> [What to do] Set down every record once more, exactly as given.

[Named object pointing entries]
● ● ● ● ● ● ●
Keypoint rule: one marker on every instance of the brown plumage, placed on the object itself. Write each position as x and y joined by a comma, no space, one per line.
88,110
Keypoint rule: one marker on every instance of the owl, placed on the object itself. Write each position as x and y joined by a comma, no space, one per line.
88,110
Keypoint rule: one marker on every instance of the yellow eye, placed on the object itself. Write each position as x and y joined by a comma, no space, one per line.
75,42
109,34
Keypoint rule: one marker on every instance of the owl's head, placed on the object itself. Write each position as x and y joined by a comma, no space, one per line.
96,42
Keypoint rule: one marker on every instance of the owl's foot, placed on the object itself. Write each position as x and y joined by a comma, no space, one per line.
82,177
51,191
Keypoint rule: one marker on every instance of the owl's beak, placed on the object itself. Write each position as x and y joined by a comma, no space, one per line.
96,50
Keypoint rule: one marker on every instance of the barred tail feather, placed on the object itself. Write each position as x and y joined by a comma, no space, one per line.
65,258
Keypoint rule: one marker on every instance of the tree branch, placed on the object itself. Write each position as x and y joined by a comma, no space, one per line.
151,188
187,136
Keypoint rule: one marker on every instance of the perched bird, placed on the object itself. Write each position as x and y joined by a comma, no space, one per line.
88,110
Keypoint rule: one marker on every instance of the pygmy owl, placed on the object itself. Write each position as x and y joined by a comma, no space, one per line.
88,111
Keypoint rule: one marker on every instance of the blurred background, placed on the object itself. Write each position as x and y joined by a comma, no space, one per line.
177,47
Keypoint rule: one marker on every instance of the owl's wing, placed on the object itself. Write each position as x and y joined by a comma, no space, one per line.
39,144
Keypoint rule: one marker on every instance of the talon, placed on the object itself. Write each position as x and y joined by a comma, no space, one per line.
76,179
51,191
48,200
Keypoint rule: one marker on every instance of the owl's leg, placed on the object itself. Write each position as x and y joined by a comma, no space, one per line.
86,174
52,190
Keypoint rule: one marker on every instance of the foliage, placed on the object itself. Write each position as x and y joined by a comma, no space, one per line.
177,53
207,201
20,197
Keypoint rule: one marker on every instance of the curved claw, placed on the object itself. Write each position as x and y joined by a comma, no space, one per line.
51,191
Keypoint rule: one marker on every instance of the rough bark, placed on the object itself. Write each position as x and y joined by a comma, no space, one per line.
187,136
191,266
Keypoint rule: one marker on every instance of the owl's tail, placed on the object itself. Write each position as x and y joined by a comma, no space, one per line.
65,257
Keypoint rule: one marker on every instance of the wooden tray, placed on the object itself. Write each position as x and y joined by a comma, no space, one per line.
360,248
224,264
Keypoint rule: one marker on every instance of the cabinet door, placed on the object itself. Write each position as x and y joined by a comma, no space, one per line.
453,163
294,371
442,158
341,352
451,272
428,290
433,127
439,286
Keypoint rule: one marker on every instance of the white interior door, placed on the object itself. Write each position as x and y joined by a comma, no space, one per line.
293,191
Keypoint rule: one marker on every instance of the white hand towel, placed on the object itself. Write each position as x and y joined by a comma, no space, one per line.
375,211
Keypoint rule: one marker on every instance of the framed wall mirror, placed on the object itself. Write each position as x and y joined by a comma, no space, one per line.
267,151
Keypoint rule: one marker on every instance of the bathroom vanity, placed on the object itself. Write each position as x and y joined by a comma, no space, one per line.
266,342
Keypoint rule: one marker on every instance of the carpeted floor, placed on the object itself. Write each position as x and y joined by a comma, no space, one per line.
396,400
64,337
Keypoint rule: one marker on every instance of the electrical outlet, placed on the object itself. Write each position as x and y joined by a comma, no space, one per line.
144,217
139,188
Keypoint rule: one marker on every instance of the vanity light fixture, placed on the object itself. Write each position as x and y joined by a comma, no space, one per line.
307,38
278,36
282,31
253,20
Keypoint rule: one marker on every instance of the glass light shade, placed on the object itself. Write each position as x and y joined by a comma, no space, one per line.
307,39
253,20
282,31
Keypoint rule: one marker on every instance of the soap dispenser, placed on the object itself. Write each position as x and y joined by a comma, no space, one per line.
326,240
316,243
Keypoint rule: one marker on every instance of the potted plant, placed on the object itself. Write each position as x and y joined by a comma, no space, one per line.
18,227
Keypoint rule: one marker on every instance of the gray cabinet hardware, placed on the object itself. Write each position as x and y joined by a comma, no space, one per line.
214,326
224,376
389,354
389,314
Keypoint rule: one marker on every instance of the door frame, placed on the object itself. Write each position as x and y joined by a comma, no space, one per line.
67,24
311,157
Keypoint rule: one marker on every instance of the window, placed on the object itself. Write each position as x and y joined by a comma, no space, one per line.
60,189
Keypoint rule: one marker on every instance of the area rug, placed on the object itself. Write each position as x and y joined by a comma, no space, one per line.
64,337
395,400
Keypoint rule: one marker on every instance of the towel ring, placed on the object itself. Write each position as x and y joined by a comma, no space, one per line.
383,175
● ● ● ● ● ● ●
> [Reply to the exercise]
Keypoint rule: one marker on every instance of the brown plumage, placed on the object itself. Write each position as x and y joined by a comma, no space, one per line.
88,110
Keypoint rule: one marker on every instance of the owl, placed on the object itself. Write each position as x and y joined by a comma, no space, one per line.
88,110
Keypoint rule: one marker on every instance of the yellow eye, placed on the object itself. Write each position as x and y joined by a comma, no space, one per line.
75,42
109,34
Keypoint rule: one marker on every instance of the owl's head, placed on the object itself. Write each position as x and y joined by a comma, no space, one per line.
96,42
Keypoint rule: one marker on every instance of the owl's foot, placed on the object itself. Write each position as x and y joined by a comma, no space, one per line.
82,177
51,191
Keypoint rule: one marker on every instance of the owl's beak, placed on the object itself. Write each position as x and y joined by a comma, no space, one per line.
96,50
Keypoint rule: one marker on every instance of the barred tail feather, placed on the object itself. Write each position as x and y joined by a comma, no space, one per line.
65,258
Keypoint rule: one marker on every instance of the tree branch, placed on the object itself. Write each position as x and y joined by a comma, no space, one per line.
151,188
187,136
Keypoint rule: one marker on every instance of the perched bird, placed on the object itself. Write each position as x and y joined by a comma, no space, one per line.
88,110
Keypoint rule: one marker on every instance of the pygmy owl, placed on the object itself. Write each position as x and y joined by a comma, no space, one per line.
88,111
Keypoint rule: one marker on every instance of the blurred background, placed on the object itself. Write each position as x and y joined by a comma, no space, one per line.
177,47
Keypoint rule: one marker on every instance of the owl's wing, placed on the object itself. Write each position as x and y joined by a comma, no space, one per line.
39,144
Keypoint rule: one marker on every instance of the talon, placed on the object itself. Write each position as x and y joined by a comma, no space, one per line.
76,179
51,191
48,200
Keypoint rule: one marker on every instance of the owl's leg, placed on the object itself. Write each position as x and y joined by a comma, no space, one per line.
86,174
52,190
Keypoint rule: one marker on every instance of the foliage, placed on the object itself. Write each position as x and y joined by a comma, no space, one per line.
177,53
207,201
20,197
Keypoint rule: one marker on every instance of the curved claw, placed on the object itself. Write each position as x and y joined by a comma, no space, one per line.
51,191
Keypoint rule: one marker on every instance of the rough bark, placed on the object itself. Write each position as x and y joined by a comma, no space, one per line.
187,136
191,266
Keypoint rule: one marker on every instance of the owl's tail, placed on the object itself. Write each position as x and y joined by a comma, no space, one per line.
65,257
Keypoint rule: one marker on every instance of the wooden tray, placed on the object itself. Write each position as x and y joined by a comma, no space, one per line.
360,248
224,264
Keypoint rule: one marker on every instance of the cabinet door, placed on the object itself. Write each position as x and y joined by a comma, no space, one per line.
453,163
294,371
442,158
341,352
451,272
428,290
433,127
439,286
Keypoint rule: one marker on every instance of the white interior door, placed on the object itself. Write each position as x and y joined by a comma, no space, one per line.
293,191
Keypoint rule: one marker on every instance of the white hand towel, placed on the object itself. Write each position as x and y joined by a comma, no space, one per line.
375,211
Keypoint rule: one marker on every instance of the framed wall mirror, placed on the object itself. Write each position as x and y joined by a comma, no space, one per line.
267,151
Keypoint rule: one marker on every instance of the bathroom vanity, placed on the object itself. Write each position as x and y joined by a comma, no space, one per line.
266,342
Keypoint rule: one marker on every instance of the carpeted floor, placed on the object itself. Write each position as x and y joined by a comma, no space, one per line.
396,400
64,337
Keypoint rule: one marker on every instance of the electrical outlet, placed on the object itself. Write each position as x and y joined by a comma, no space, one per line.
144,217
139,188
Keypoint rule: one marker on every instance of the vanity light fixture, placed on the object itself. Write each position as x and y joined by a comma, no space, one per line.
307,38
278,36
282,31
253,20
Keypoint rule: one marker on every instance of the glass light shade, placed on the object itself. Write each position as x and y joined by a comma, no space, one per line.
307,39
253,20
282,31
Keypoint rule: one marker on every instance of the soap dispenser, placed on the object itself. Write each position as x and y joined by a comma, no space, one per line.
326,240
316,243
Keypoint rule: one marker on every instance of the potted plant, placed on the object itself. Write each position as x and y joined by a comma, no space, one per line.
18,227
Keypoint rule: one marker on every instance of the gray cabinet hardware, placed on the object itself. Write each position as x and y joined by a comma, no space, one per line.
214,326
224,376
389,354
389,314
Keypoint rule: one marker on every instance of the door frame, placed on the object itself. Write each position as x and y joined by a comma, no space, one per line.
67,24
311,157
Keypoint rule: one marker on every instance of the window, placed on the object itself. Write each position as x and y joined by a comma, no space, one per line.
60,189
Keypoint rule: one marker on every instance of the area rug, placed on the object itself. Write each position as x and y joined by a comma, no space, one per line.
64,337
395,400
Keypoint rule: one marker on every instance of the towel ring, placed on the object itself. Write each position as x and y joined by a comma, no space, one per line.
383,175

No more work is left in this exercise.